==== TEXT ====
Actually, 今日は is short for 今日はご機嫌いかがですか, which means "How are you today?" So it does not always initiate a conversation nor does the sentence need to be finished, as it is already short for one.
Well, I've learned some kanji so far, so I read "kon nichi ha go bla-bla-bla ikagadeska" Kanji are so difficult... I do learn kanji contemporaneously duo's lessons.. but still.. so difficult..
おやすみなさい means literally お(show honor like in おさけ) 休み (rest, break) なさい (verb meaning do)
So it literally means to tell someone to do rest. In english we would say "Good night!" So its more of a coversation ender than opener
It's a matter of the semantic, idiomatic hypernym - hyponym maps of the languages having only partial coverage of eachother.
====
=== PARTS OF THE EXERCISE ===
**A.** In the text on Japanese greetings, what longer phrase is 今日は short for?
**B.** Write out the part of the Japanese greetings text that starts at "Actually, 今日は is" and ends at "coverage of eachother.".
==== INFORMATION PROVIDED ====
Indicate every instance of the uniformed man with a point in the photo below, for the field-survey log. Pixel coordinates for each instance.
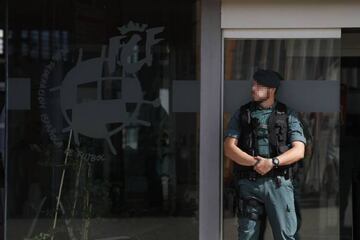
(264, 139)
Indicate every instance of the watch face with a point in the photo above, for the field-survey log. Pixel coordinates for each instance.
(276, 162)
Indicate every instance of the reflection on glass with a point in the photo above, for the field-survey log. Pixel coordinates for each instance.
(101, 154)
(297, 59)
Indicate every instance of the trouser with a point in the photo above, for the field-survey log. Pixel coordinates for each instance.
(276, 198)
(297, 211)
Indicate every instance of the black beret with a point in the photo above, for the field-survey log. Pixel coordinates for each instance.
(268, 78)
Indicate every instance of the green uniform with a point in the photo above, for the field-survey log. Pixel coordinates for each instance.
(275, 193)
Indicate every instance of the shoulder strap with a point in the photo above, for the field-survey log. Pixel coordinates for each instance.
(245, 112)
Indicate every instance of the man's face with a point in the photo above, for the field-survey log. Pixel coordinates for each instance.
(259, 92)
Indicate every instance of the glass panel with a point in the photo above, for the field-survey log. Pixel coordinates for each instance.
(96, 149)
(318, 180)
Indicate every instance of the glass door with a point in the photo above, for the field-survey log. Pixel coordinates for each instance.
(309, 61)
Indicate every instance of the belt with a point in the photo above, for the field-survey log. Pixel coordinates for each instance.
(253, 175)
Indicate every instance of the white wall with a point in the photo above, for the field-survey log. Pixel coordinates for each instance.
(290, 14)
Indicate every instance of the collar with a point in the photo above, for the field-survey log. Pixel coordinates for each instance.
(257, 106)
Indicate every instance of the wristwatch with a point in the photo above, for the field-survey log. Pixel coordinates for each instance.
(276, 162)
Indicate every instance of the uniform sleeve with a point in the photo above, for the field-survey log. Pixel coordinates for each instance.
(233, 129)
(296, 128)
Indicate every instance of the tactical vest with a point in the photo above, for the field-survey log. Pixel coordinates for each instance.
(277, 129)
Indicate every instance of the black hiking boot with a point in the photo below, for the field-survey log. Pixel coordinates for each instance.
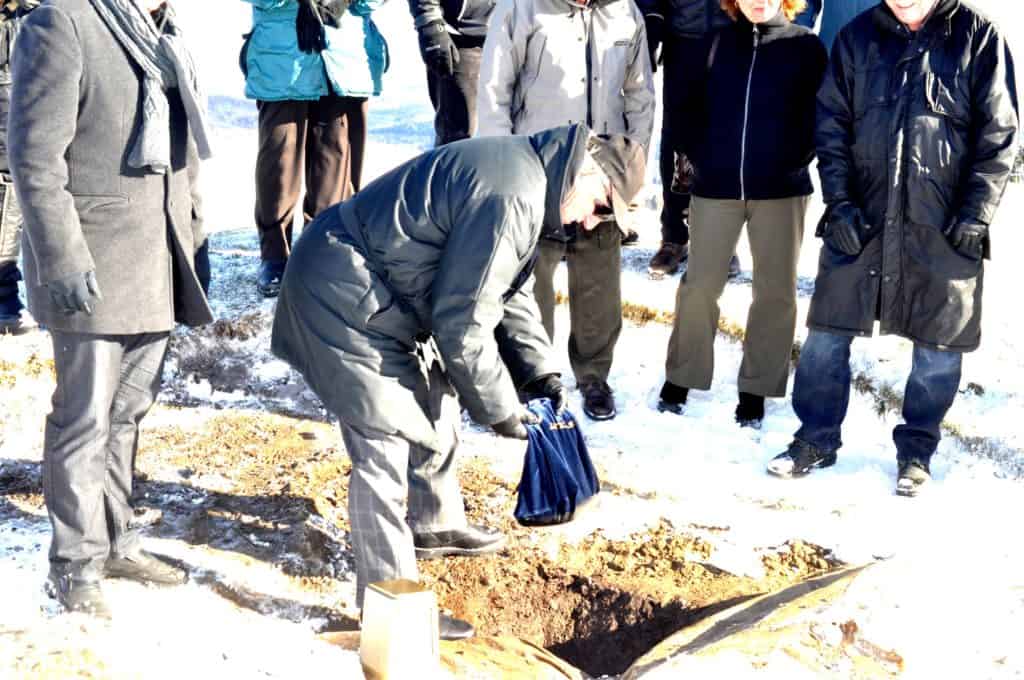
(672, 398)
(145, 568)
(751, 410)
(668, 259)
(912, 476)
(799, 460)
(268, 279)
(598, 402)
(471, 541)
(77, 594)
(451, 628)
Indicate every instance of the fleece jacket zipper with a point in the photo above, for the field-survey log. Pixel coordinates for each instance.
(747, 117)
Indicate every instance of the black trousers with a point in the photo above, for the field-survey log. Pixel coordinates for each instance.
(321, 141)
(455, 98)
(105, 385)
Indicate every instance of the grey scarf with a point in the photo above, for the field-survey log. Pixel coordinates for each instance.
(166, 64)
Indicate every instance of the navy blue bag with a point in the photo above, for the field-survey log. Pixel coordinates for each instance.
(557, 474)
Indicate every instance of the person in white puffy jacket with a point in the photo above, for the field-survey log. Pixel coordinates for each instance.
(553, 62)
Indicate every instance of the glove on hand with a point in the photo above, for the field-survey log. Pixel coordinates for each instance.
(73, 293)
(654, 26)
(548, 386)
(968, 238)
(309, 28)
(845, 228)
(438, 51)
(514, 426)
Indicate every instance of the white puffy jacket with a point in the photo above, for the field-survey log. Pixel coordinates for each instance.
(552, 62)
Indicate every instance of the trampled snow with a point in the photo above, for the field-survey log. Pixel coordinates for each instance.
(956, 554)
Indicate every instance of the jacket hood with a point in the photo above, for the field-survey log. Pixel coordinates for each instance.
(561, 151)
(942, 13)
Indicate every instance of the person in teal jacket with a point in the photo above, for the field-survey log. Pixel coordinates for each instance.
====
=== THE RESPONSES ===
**A.** 今日はご機嫌いかがですか, which means "How are you today?"

**B.**
Actually, 今日は is short for 今日はご機嫌いかがですか, which means "How are you today?" So it does not always initiate a conversation nor does the sentence need to be finished, as it is already short for one.
Well, I've learned some kanji so far, so I read "kon nichi ha go bla-bla-bla ikagadeska" Kanji are so difficult... I do learn kanji contemporaneously duo's lessons.. but still.. so difficult..
おやすみなさい means literally お(show honor like in おさけ) 休み (rest, break) なさい (verb meaning do)
So it literally means to tell someone to do rest. In english we would say "Good night!" So its more of a coversation ender than opener
It's a matter of the semantic, idiomatic hypernym - hyponym maps of the languages having only partial coverage of eachother.